**OBJECTIVE A:** In the forum thread about a toddler's drawing, at what age did the daughter draw her first face?
**OBJECTIVE B:** According to the forum thread about a toddler's drawing, why was the parent surprised by the daughter's triangles?
**OBJECTIVE C:** In the forum thread about a toddler's drawing, swap "circle" for "square" and give the thread again from "gecko draws faces" up to and including "great fun, enjoy.".

**QUOTED PASSAGE:**
________________________________________

Is this advanced?(15 Posts)
My dd is 23 months, people are always commenting on how bright she is, her speech amazes me everday. Today though she amazed me with her drawing, not scribbles as i would have thought she should be doing at this age? but lots of triangles. This was not with me showing her (although i have lots of times drawn shapes to show her, she's always asking us to draw things). Today this was while she was drawing on her own, i could hear her saying "triangle" each time she drew one, i thought i'd look over to see something that was more of a wobbly attempt at one, but these were perfect triangles. Is this early?? she's been drawing circles for a long while, which i thought was probably quite normal for a 1 year old but triangles?? also she draws faces alot, she drew her first face at 17 months. Is that early too??
Tis super early in comparison to my DS of the same age who barely knows his own name .
gecko draws faces ish and can say everything you ask her to
knows what a circle is
and uses a hell of a lot of words correctly
says pees and fankuuu
shes 20 months
Too early to say if it is a blip or something more. she sounds great fun, enjoy.
Oh, yes she is advanced.
But every mumsnetters child is advanced at their own thing.

________________________________________

**RAW DATA:**
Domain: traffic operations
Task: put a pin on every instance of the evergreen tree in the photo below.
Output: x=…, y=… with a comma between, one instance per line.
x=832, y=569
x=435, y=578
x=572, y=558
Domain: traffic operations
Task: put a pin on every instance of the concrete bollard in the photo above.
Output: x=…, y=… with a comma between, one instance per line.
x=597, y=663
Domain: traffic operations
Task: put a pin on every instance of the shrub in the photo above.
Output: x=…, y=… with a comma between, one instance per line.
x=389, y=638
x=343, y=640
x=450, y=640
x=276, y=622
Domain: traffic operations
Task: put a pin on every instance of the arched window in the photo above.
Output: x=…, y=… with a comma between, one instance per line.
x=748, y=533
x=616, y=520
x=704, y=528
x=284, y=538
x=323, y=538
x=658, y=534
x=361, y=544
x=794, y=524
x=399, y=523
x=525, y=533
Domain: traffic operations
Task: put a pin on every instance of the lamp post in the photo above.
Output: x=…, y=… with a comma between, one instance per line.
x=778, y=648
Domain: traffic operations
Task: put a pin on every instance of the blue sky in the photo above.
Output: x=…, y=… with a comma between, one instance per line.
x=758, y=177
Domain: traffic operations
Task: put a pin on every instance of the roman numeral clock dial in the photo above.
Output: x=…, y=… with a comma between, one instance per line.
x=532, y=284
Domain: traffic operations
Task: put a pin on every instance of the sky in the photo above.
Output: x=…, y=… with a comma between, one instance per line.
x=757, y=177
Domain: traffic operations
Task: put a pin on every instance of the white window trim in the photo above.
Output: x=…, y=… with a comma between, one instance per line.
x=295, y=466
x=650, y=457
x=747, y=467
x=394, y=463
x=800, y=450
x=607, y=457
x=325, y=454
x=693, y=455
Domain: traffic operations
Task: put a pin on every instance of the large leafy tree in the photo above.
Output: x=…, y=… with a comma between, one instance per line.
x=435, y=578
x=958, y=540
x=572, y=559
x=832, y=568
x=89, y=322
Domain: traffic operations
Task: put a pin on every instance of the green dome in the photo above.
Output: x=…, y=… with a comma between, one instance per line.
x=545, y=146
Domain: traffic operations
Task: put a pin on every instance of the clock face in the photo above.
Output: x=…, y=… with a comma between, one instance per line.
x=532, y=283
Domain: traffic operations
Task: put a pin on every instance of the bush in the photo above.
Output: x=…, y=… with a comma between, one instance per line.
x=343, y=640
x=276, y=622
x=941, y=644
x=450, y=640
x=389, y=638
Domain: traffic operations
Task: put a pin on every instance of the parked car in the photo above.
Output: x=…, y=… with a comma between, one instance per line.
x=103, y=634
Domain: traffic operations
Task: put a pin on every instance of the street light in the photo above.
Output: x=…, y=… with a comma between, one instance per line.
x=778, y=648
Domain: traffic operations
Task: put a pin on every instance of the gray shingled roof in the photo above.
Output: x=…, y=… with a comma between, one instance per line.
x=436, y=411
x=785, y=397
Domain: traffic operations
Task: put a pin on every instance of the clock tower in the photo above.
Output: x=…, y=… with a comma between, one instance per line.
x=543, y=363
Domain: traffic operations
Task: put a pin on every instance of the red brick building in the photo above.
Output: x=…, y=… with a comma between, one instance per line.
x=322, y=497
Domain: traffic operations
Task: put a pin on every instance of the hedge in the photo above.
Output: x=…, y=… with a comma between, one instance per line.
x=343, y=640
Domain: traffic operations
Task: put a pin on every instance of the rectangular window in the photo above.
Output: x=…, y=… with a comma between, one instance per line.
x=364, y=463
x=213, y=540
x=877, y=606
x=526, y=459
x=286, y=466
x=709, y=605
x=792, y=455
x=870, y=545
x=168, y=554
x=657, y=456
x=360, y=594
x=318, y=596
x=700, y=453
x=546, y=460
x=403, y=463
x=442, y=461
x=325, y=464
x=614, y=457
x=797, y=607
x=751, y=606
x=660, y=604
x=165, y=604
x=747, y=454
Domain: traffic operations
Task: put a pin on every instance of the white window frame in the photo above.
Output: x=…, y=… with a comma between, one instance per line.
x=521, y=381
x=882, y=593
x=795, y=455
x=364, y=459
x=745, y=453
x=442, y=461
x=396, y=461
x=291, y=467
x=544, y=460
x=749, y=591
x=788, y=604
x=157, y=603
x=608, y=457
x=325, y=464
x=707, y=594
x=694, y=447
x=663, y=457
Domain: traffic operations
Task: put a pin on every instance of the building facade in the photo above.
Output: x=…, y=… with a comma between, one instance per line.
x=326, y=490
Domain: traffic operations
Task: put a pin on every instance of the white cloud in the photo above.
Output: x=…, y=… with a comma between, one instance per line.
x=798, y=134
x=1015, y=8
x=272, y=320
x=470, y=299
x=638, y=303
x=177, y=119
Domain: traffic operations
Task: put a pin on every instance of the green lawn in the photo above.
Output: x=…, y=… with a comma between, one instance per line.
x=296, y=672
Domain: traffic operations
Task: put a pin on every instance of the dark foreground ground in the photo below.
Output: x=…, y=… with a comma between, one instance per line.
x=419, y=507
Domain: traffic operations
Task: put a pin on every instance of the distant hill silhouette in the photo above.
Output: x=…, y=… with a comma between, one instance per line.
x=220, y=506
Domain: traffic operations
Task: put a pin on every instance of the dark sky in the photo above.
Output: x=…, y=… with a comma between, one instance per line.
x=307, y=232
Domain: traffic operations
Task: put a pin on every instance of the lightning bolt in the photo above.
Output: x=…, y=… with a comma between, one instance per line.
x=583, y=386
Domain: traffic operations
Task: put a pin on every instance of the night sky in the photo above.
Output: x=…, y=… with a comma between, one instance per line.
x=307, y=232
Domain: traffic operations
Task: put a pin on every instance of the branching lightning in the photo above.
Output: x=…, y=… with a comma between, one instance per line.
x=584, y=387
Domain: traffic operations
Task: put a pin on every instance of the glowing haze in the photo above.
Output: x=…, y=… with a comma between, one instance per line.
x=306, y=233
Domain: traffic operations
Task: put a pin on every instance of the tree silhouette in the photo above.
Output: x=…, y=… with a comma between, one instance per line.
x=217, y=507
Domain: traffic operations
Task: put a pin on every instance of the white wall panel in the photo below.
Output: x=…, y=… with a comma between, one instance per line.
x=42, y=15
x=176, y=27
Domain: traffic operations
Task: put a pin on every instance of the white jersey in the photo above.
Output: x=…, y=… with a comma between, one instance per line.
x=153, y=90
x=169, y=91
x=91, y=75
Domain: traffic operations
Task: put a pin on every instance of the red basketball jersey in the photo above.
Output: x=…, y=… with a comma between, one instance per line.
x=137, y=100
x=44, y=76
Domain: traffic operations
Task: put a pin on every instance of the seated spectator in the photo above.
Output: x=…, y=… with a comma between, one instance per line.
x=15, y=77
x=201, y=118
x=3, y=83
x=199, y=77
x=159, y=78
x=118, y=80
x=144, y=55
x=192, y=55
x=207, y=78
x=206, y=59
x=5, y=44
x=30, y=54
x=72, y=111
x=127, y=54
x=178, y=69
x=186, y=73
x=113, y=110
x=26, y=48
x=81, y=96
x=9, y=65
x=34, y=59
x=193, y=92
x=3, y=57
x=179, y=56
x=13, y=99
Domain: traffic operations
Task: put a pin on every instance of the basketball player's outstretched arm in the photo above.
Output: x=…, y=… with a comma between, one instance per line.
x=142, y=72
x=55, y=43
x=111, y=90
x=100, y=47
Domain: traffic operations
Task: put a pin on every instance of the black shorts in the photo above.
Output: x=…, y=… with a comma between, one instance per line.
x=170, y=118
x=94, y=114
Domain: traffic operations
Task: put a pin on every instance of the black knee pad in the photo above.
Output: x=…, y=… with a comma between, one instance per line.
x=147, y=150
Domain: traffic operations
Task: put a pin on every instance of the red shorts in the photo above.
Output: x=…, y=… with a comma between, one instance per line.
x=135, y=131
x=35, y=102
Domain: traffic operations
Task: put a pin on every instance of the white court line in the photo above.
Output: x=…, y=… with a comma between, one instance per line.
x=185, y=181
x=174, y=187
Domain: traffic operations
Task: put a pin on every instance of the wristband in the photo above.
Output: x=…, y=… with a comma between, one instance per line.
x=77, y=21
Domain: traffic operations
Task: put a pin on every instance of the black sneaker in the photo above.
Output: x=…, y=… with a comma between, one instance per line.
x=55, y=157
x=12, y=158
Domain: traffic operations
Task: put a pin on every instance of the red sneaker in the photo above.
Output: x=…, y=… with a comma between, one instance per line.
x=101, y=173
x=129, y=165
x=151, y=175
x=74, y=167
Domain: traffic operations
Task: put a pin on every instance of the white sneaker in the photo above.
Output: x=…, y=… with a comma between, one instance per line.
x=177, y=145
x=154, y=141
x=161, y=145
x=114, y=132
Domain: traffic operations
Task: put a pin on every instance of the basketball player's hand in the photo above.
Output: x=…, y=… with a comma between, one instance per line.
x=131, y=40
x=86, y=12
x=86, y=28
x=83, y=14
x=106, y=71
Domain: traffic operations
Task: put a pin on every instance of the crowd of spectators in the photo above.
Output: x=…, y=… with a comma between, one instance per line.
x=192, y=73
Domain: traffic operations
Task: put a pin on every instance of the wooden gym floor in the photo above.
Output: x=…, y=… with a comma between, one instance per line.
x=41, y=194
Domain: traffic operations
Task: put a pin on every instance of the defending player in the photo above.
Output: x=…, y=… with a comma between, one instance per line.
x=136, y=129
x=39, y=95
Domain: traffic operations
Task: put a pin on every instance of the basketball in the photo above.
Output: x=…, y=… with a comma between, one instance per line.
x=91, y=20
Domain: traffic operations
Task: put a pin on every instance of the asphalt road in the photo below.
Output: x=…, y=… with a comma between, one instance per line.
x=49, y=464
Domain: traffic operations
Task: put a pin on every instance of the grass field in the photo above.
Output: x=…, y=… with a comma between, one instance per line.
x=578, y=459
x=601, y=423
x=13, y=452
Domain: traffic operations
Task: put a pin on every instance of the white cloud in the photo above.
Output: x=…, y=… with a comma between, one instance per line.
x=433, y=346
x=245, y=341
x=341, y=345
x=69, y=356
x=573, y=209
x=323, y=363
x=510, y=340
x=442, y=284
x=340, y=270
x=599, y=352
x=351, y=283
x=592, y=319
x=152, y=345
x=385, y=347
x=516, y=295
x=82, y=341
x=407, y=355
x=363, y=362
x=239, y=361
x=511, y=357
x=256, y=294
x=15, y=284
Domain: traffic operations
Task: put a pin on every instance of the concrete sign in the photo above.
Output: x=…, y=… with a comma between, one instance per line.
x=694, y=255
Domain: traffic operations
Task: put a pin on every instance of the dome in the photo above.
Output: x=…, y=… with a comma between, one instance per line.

________________________________________

**EXPECTED ANSWER A:** At 17 months.

**EXPECTED ANSWER B:** At 23 months the parent expected scribbles, or at most a wobbly attempt at a triangle. Instead the daughter drew perfect triangles on her own, without being shown, and said "triangle" each time.

**EXPECTED ANSWER C:**
gecko draws faces ish and can say everything you ask her to
knows what a square is
and uses a hell of a lot of words correctly
says pees and fankuuu
shes 20 months
Too early to say if it is a blip or something more. she sounds great fun, enjoy.